> [REQUIREMENT A] Translate this sentence from the court opinion into Spanish: "An ALJ must consider all of the relevant evidence in the record and may not point to only those portions of the records that bolster his findings."
> [REQUIREMENT B] According to the court opinion, what was the fastest speed at which the therapist said Plaintiff could walk on the treadmill using only one upper extremity?

> [PAGE TEXT]
═══

While the ALJ focuses on the report he walked 1.5 miles twice on one day, supra, other physical therapy records show more mixed findings. For example, physical therapy records from his fifth visit, July 25, 2018 show diagnosis of “impaired bilateral lower extremity strength, static and dynamic balance following ICH, SDH limiting mobility.” Tr. 452. The physical therapist also noted Plaintiff's report that as “the day gets later he will become less coordinated, move slower and have more trouble with balance.” Id. The therapist reported that while his balance improved and he continued to make gains, he “can perform walking on treadmill with use of only [one upper extremity] only as long as he is not distracted and no faster than [one] mph, once distracted [Plaintiff] begins to lose balance and require use of both upper extremities in order to maintain gait speed. Tr. 454. Primary care records from 2019 also show he attempted to return to work and was unable to continue; he reported he was “having a hard time speaking due to the noise and commotion at work” along with reports of continued balance issues and objective findings including irregular gait and intention tremor. See, e.g., Tr. 604, 605, 607, 613.

An ALJ must consider all of the relevant evidence in the record and may not point to only those portions of the records that bolster his findings. See, e.g., Holohan v. Massanari, 246 F.3d 1195, 1207-08 (9th Cir. 2001) (holding that an ALJ cannot selectively rely on some entries in plaintiff's records while ignoring others). The ALJ's brief summary of evidence tends to support the ALJ's conclusions when the longitudinal record shows more mixed findings, such as evidence of continuing balance and/or gait issues and tremor throughout the period at issue, which are consistent with his testimony and necessary for analysis of his transferable skills at step five. The ALJ's summary of medical evidence and conclusory statements fail to meet the burden of “setting out a detailed and thorough summary of the facts and conflicting clinical evidence, stating his interpretation thereof, and making findings.” Trevizo v. Berryhill, 871 F.3d 644, 675 (9th Cir. 2017) (internal citations omitted). In citing portions of the record that show milder examination findings while the longitudinal record shows more mixed results, the ALJ's characterization of the record is not supported by substantial evidence. The ALJ's conclusion that Plaintiff's symptom testimony is not consistent with objective medical evidence is therefore not supported by substantial evidence.

═══

> [THE DATA]

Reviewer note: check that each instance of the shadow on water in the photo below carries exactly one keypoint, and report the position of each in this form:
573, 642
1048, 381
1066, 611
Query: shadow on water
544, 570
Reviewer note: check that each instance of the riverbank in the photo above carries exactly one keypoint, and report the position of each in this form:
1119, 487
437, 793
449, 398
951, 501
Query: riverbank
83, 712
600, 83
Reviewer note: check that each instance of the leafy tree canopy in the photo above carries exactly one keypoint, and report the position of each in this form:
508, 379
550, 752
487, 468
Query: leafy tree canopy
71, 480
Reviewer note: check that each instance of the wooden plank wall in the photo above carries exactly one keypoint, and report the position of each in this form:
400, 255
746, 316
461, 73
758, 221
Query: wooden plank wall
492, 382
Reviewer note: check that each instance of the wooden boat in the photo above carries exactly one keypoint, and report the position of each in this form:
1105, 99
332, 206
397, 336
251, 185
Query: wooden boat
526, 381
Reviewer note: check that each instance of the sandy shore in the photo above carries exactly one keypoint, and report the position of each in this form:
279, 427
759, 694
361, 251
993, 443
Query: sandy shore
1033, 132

═══

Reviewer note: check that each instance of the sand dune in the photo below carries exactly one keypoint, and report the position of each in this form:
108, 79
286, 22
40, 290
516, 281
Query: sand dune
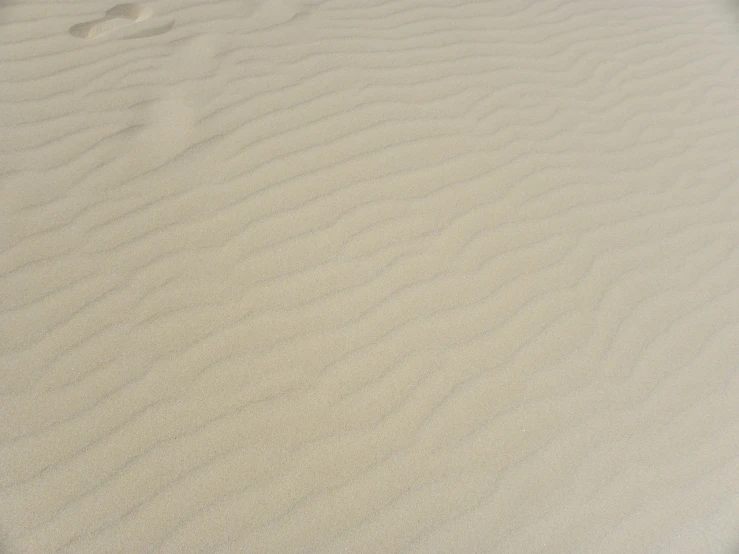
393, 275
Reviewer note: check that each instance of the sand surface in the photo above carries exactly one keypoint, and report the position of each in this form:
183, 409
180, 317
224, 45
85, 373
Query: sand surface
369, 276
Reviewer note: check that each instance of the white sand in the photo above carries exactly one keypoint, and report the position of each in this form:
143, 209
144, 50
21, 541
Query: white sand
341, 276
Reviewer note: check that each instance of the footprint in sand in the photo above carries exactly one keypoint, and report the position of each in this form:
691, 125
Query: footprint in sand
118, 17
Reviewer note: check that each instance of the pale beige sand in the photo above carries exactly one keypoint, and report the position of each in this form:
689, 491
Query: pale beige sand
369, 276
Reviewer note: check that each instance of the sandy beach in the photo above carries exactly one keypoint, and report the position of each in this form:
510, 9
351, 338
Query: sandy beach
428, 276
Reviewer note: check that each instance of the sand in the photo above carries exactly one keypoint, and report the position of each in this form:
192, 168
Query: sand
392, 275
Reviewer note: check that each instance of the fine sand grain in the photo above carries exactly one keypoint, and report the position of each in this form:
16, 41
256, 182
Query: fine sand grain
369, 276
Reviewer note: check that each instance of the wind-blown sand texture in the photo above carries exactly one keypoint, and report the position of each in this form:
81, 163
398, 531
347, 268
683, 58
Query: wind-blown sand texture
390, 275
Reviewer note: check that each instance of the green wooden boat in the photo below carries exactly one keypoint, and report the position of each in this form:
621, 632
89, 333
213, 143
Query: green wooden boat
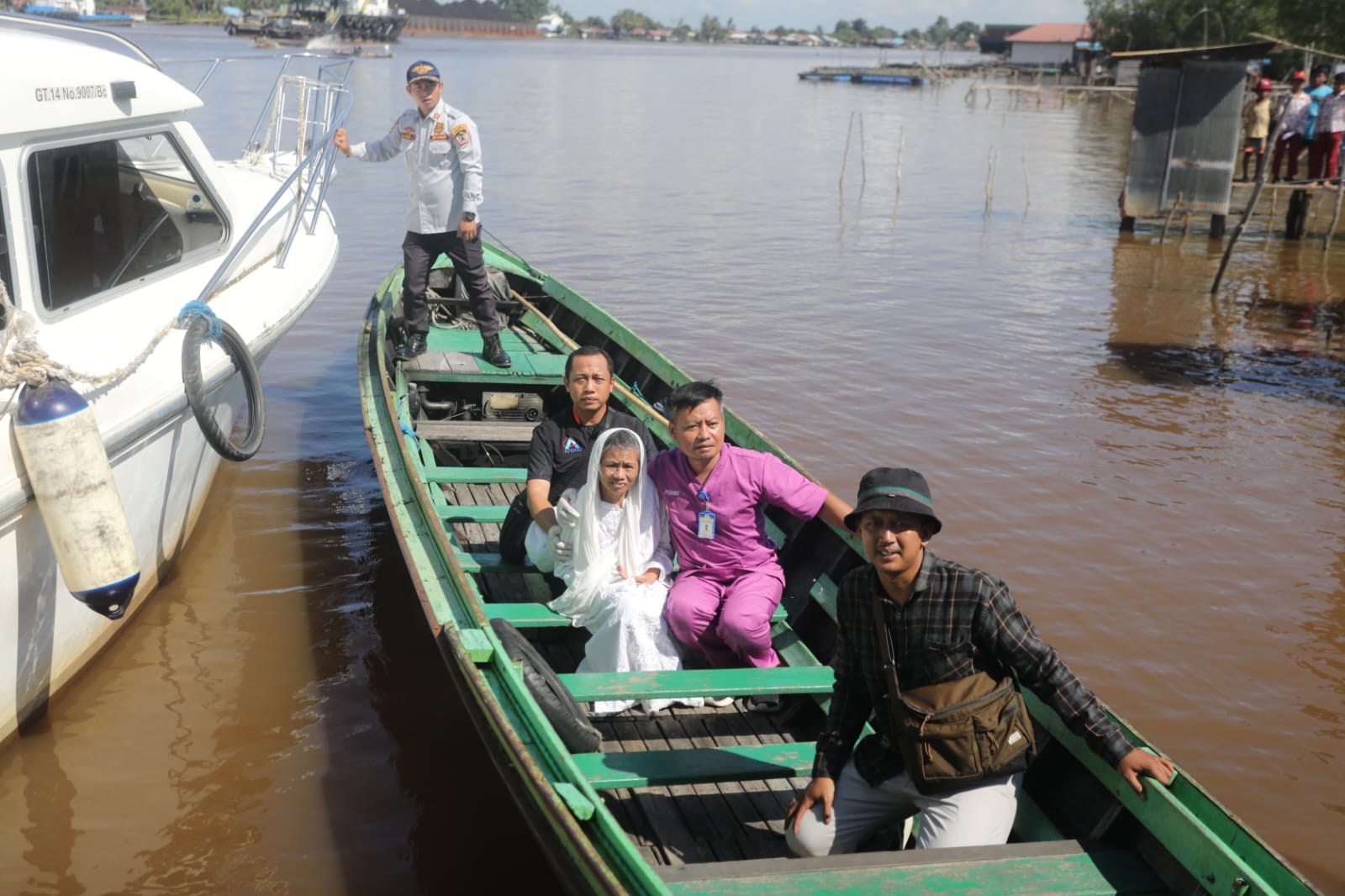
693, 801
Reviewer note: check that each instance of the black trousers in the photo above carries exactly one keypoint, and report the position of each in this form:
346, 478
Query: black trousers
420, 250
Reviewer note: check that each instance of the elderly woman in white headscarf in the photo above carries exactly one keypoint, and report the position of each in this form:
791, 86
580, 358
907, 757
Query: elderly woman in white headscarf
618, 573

═══

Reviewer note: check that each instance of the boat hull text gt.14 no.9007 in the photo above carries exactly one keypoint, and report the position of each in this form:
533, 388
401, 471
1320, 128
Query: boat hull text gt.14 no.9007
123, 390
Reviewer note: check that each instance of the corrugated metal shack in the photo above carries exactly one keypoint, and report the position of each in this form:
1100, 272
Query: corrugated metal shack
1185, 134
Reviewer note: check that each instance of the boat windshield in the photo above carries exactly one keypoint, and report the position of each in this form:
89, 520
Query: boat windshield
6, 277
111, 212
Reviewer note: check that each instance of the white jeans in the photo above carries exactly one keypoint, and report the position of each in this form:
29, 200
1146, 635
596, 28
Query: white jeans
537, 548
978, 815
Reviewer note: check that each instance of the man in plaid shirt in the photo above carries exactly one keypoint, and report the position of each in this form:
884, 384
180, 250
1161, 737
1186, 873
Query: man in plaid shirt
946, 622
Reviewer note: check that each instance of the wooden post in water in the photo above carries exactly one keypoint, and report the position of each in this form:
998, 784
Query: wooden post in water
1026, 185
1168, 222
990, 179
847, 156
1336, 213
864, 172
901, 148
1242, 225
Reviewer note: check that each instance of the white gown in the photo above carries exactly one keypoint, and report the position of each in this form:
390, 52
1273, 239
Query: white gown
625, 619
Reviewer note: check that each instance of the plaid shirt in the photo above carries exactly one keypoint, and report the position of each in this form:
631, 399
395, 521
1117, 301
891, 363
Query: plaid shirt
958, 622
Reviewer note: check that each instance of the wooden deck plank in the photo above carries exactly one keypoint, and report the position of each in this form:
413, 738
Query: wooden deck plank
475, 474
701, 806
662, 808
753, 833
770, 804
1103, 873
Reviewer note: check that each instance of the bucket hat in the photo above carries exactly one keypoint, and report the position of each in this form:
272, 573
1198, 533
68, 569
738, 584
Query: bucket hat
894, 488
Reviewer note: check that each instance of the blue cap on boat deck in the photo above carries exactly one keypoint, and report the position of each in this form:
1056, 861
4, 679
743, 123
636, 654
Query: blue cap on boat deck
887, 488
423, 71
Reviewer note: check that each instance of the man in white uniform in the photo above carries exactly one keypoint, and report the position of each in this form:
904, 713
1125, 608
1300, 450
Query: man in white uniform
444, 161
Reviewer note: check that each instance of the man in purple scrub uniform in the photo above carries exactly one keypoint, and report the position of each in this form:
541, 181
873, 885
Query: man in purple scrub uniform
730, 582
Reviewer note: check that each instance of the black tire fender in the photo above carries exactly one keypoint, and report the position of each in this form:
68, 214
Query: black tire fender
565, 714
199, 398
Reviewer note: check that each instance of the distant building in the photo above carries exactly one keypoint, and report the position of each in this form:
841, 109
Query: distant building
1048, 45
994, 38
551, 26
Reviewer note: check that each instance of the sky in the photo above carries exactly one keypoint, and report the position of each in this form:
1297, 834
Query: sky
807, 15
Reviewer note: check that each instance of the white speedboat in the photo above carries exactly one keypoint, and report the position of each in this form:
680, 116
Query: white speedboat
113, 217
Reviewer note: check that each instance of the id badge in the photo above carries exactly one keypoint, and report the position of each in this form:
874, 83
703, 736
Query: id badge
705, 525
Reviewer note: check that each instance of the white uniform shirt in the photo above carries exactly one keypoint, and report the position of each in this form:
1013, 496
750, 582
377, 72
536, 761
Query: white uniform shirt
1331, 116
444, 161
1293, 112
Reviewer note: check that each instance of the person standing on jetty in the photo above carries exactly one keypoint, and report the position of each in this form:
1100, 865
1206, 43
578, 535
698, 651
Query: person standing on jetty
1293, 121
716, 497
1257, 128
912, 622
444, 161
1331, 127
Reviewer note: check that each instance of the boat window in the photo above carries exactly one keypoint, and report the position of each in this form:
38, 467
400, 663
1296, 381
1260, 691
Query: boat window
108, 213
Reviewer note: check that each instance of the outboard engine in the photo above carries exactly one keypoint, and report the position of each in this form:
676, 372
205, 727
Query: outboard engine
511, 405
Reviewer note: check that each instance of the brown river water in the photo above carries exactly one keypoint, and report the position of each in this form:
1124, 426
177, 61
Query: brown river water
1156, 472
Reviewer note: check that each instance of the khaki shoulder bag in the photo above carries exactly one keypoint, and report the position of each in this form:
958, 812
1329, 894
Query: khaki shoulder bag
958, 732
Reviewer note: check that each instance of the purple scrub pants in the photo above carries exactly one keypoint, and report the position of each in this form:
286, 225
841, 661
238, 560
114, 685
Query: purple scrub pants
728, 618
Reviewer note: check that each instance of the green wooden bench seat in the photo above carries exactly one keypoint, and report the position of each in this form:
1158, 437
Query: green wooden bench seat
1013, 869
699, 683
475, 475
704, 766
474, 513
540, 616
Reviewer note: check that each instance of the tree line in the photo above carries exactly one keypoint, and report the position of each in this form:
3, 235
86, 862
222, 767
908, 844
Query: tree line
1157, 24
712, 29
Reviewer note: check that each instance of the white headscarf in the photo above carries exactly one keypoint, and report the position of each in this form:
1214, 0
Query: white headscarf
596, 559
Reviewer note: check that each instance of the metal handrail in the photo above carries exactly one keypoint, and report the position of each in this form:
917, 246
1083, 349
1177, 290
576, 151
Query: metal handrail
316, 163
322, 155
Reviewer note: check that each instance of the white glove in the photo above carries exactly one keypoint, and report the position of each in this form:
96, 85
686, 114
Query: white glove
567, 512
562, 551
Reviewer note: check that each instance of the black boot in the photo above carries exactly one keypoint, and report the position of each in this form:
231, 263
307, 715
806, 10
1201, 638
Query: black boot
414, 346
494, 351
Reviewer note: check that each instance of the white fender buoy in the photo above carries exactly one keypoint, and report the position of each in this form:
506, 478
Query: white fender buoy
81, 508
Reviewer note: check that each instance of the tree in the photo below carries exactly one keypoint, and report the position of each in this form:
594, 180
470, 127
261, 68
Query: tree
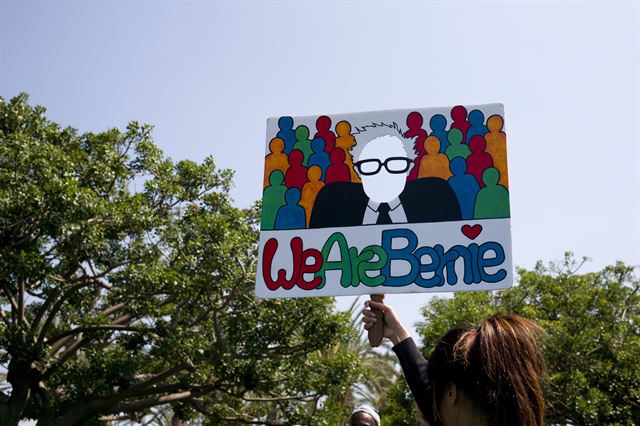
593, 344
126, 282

═══

> [SOLUTION A] Un ALJ debe considerar todas las pruebas pertinentes del expediente y no puede señalar únicamente aquellas partes de los registros que respaldan sus conclusiones.

> [SOLUTION B] No faster than one mph, and only as long as he was not distracted.